たしかこんな感じで始まった。そうしてあとは片面30分延々と

「うぁー!うぉ!うふうーうぉっ!」

という超能力を注入する声が流れ続ける。

 我慢して聞いていると最後は

 「終わりましたーうぁー・・・・」

 うぁー・・・じゃないよ!僕があんまりのことに

 「なにこれ?すげーインチキじゃん!こんなのに一万円も払ったの?」

と言うとぶうちゃんは 

「馬鹿にすんなよー、馬鹿にするとエネルギーが薄れるんだからさー」

と少し悲しそうな顔で言った。薄れるって何?

 カセットテープを裏返すと、無音状態がこれまた30分続くのだが、この無音にもパワーが込められているとのことだ。そしてまた

 「こんなん、嘘に決まってんじゃん!意味ねー!」

 「馬鹿にすんなよー」

という会話が繰り返される。楽しかった。

 

 この怪しげなカセットテープシリーズは他にもあって、多分新興宗教がらみかもしれないけれど最初に

 「ありーがーとうーござーいまあーすー」

[提供項目]
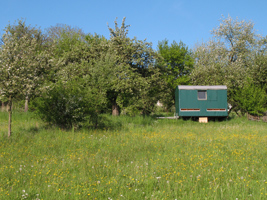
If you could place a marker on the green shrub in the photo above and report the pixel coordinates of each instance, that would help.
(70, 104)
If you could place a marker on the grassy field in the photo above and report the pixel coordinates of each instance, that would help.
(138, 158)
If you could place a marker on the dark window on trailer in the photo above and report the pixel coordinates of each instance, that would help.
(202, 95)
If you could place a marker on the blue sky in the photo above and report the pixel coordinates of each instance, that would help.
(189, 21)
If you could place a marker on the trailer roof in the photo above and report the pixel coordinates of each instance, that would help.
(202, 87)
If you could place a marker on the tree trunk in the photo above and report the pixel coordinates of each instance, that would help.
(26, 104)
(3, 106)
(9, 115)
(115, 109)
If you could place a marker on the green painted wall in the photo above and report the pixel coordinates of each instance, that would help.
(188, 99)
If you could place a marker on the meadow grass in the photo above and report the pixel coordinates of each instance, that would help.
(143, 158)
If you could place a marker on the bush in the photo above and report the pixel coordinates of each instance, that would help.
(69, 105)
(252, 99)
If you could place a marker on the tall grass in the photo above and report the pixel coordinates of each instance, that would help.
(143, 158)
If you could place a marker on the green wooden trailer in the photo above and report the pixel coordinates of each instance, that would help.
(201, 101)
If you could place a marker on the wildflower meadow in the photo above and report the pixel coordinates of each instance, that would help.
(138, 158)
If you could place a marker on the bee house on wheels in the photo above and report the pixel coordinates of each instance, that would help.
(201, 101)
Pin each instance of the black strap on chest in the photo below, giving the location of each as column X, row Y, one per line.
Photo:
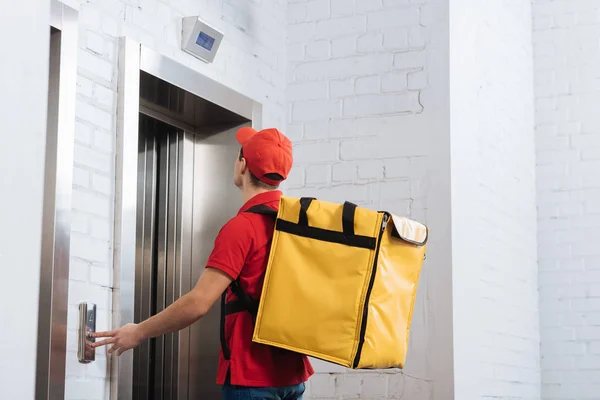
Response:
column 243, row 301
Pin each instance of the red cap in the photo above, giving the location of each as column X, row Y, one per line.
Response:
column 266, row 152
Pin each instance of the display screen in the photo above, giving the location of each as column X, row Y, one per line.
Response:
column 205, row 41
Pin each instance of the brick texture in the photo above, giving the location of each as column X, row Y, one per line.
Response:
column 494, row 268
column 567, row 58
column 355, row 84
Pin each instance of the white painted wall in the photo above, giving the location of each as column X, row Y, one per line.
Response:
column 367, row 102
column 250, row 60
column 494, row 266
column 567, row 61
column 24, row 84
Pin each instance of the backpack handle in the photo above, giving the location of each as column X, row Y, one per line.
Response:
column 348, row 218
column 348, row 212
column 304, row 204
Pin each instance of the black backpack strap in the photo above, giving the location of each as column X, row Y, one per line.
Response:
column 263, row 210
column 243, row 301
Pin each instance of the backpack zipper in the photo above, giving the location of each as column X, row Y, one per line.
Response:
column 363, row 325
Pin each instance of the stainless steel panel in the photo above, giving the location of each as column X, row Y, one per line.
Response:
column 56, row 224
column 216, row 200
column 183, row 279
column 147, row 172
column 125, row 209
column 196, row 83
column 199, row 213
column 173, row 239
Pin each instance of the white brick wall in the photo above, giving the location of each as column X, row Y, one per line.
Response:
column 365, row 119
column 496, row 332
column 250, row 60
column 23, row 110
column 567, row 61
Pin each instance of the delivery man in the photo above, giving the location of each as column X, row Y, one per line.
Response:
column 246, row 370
* * *
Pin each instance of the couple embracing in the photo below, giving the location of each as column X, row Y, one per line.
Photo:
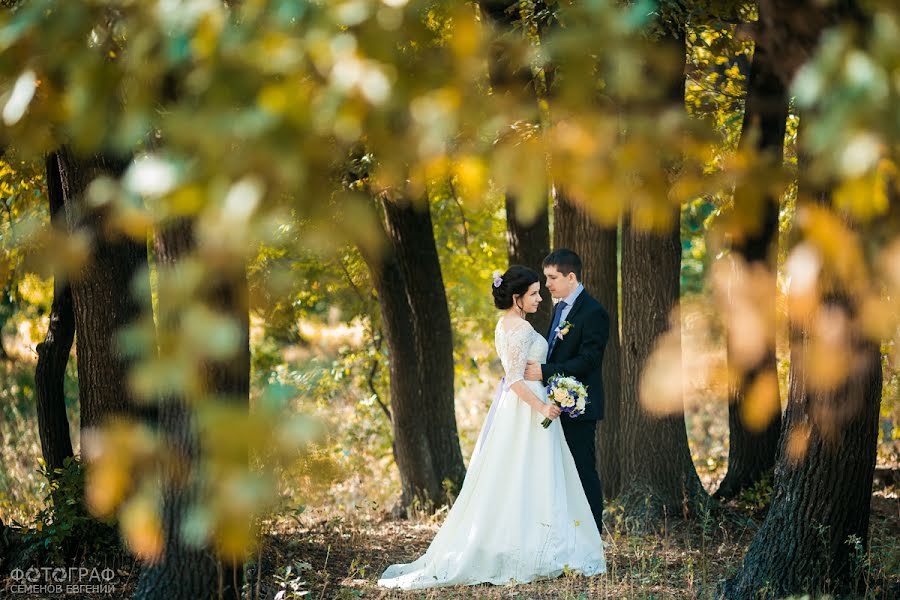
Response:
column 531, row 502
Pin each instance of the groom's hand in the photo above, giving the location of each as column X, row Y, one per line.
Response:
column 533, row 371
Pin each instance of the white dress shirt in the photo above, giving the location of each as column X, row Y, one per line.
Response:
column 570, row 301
==
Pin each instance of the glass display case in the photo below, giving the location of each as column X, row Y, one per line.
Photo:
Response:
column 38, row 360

[課題指示 1] 項目の中から、文字列「backpack」を含む行をすべて抜き出してください。大文字と小文字は区別するものとします。
[課題指示 2] 超能力カセットテープの文章を、最後に示された一文の後から書き継いでください。
これらの項目は、超能力カセットテープの文章とは一切関係がありません。

[最終回答 1]
Pin each instance of the backpack handle in the photo above, giving the location of each as column X, row Y, one per line.
Pin each instance of the black backpack strap in the photo above, giving the location of each as column X, row Y, one per line.
Pin each instance of the backpack zipper in the photo above, giving the location of each as column X, row Y, one per line.

[最終回答 2]
というフレーズの合唱が流れたあと、宇宙人が憑依するおばちゃんが登場するというものもあった。

 それがまたなんというか不思議な内容だった。男性の質問者が二人いて、そのおばちゃんに憑依した(たしか)オリオン星人?だかに、色々と聞くのだ。

 

 質問者

「ひょっとしてアメリカが押し付けた、6・3・3・4の教育制度も、オリオン星人のせいですか?」

 おばちゃん

 「あーもちろん、そうだよ。ぜーんぶわたしたちがやった」

 質問者

 「なるほど・・・やっぱりそうだったのか」

 

 どういう質問だ。僕がうろ覚えの質問はこんなものだったが、他の質問とて大差なかった。もっと宇宙の真理について聞くと思えば、実に形而下の内容ばかり。そうして最後には突然おばちゃんが

 「たーんたかたん!たーんたんたん!」

とヘンな歌を歌ったと思ったら突然、ドシン!と倒れる音がするではないか。

 

 質問者A

 「逃げたか?」

 質問者B

 「いや・・・多分・・・抹殺」

 

・・・どういう結末ですか。

しかし僕はこの部分があんまりインパクトがあったので何度もぶうちゃんに再生させては大笑いしていた。その度に彼は

 「馬鹿にすんなよー!」

と言いながらも聞かせてくれたっけ。

 

 ぶうちゃんの思い出はあまりに濃いので、明日に続きます。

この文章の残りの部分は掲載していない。